▸ Problem to work on: Print each line once more, unchanged, from the line holding "Shelf-audit tool: tag the football in" to the end of the listing below.

▸ Stored data:
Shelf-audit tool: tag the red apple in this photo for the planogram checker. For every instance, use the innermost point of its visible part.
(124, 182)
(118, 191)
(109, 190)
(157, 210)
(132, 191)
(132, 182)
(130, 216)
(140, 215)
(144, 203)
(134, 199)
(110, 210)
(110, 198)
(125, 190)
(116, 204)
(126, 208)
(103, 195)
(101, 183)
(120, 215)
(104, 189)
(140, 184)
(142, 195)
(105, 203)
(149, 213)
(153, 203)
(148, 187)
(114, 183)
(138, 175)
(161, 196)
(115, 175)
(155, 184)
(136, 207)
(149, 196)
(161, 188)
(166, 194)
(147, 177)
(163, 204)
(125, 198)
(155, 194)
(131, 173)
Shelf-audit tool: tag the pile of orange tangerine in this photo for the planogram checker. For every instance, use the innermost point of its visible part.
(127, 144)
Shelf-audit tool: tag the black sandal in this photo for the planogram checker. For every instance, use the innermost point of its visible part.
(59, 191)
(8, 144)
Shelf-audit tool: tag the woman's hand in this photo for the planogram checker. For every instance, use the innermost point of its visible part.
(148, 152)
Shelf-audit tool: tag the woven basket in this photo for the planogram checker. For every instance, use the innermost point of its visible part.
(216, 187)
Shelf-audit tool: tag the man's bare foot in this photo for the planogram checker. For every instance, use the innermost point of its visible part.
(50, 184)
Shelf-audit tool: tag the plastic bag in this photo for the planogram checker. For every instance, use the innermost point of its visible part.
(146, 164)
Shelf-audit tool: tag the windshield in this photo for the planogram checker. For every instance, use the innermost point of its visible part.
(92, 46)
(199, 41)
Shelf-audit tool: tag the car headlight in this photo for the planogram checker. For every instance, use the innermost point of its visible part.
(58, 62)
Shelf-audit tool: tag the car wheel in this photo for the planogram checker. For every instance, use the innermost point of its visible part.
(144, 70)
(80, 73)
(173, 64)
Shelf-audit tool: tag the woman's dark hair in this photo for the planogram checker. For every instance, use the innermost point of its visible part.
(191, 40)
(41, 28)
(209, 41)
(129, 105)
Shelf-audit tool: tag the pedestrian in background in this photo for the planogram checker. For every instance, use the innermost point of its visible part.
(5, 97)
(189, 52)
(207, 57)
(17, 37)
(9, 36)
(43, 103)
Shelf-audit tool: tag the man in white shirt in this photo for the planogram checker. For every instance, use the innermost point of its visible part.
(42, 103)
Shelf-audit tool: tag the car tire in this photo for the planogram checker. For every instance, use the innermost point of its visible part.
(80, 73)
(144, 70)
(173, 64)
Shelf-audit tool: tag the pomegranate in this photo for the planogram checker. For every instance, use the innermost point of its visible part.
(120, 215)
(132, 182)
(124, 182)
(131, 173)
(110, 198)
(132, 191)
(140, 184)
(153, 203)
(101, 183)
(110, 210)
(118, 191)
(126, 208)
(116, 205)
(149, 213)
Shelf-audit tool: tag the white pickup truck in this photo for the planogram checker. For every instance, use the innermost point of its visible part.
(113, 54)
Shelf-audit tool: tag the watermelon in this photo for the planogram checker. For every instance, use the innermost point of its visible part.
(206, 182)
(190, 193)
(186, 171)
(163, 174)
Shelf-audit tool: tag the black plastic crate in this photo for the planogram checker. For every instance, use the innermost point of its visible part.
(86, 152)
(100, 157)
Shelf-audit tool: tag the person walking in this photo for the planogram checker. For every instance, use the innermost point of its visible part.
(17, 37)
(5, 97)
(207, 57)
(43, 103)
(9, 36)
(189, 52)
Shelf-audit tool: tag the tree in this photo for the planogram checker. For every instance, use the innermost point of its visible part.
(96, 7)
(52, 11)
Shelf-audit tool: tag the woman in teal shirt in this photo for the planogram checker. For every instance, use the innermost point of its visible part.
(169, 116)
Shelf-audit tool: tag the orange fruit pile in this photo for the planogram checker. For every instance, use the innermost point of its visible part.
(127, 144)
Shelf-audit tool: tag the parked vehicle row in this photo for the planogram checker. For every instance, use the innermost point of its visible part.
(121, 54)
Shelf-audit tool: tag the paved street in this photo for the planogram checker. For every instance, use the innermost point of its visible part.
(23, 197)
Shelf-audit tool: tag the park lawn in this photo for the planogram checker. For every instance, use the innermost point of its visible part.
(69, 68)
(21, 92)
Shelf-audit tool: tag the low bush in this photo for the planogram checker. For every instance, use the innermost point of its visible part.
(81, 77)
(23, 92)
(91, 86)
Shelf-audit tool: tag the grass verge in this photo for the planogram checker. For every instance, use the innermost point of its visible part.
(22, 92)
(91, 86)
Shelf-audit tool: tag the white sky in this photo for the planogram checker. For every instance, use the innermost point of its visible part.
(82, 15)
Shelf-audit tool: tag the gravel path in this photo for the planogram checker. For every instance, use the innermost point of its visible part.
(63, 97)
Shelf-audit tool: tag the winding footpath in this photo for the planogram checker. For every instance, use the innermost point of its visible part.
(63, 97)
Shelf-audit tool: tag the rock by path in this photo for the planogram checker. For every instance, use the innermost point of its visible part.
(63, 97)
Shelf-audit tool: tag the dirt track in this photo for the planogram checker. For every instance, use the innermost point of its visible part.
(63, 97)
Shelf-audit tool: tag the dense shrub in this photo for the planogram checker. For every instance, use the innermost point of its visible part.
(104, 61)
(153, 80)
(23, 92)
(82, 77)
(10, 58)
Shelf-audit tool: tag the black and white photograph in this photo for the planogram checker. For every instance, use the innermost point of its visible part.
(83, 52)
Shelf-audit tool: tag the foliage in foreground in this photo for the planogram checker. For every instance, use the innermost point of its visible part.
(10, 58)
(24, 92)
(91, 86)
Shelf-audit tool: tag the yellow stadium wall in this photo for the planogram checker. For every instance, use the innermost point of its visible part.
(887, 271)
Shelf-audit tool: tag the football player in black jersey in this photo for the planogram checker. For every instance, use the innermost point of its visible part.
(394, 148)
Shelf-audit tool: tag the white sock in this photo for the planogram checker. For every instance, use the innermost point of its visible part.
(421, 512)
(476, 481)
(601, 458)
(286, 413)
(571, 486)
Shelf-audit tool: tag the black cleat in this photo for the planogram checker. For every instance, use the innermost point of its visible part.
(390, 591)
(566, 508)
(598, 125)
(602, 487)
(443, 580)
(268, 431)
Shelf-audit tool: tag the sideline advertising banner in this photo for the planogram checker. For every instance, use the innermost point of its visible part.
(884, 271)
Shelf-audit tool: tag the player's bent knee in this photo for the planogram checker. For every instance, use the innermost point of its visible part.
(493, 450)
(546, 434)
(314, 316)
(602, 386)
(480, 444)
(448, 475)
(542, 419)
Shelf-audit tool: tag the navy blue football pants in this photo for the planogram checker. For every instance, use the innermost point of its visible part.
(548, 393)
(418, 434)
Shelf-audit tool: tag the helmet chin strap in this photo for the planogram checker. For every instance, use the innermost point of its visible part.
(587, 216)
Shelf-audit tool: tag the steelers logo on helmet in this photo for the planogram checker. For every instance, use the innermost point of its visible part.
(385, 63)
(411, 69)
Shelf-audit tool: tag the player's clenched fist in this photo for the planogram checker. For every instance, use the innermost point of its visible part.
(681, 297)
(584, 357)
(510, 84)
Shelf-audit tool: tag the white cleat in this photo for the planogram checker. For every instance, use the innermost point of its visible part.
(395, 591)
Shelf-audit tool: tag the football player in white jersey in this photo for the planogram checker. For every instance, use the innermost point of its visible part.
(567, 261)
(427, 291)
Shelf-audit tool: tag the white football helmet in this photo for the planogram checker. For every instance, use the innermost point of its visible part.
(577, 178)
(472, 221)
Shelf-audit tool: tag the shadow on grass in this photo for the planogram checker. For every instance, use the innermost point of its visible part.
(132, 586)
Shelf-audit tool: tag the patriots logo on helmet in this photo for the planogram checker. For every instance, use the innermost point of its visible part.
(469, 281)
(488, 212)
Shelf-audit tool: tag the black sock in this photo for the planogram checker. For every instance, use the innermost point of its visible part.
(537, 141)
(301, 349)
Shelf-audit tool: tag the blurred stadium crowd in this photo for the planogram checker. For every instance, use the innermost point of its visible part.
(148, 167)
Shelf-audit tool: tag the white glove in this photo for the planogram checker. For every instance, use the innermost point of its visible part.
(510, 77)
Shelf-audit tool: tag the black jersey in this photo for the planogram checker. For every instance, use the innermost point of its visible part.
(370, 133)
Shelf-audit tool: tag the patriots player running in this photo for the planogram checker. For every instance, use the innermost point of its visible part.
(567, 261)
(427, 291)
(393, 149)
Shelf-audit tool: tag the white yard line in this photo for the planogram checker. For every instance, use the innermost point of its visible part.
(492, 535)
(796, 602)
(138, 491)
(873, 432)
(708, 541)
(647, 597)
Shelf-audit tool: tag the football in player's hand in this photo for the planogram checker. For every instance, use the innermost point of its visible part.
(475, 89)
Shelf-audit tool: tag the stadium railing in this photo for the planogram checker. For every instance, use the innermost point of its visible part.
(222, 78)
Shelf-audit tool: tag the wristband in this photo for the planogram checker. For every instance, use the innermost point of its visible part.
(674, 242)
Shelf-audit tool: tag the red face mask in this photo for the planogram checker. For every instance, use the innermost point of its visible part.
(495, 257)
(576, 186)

▸ Response to this exercise:
Shelf-audit tool: tag the football in player's hand in this photo for the planogram checker. For every instance, use the innermost point of its visible part.
(475, 89)
Shelf-audit tool: tag the stadium railing in this photo for the planogram checker. For every instance, use the innermost point of its visible part.
(222, 78)
Shelf-audit tool: tag the wristband in this photo for the planogram checker. For every instance, use the innermost point of its visible part.
(674, 242)
Shelf-audit tool: tag the red face mask in this photo for the planogram checker. For every instance, use the innermost point of its visible part.
(495, 257)
(576, 186)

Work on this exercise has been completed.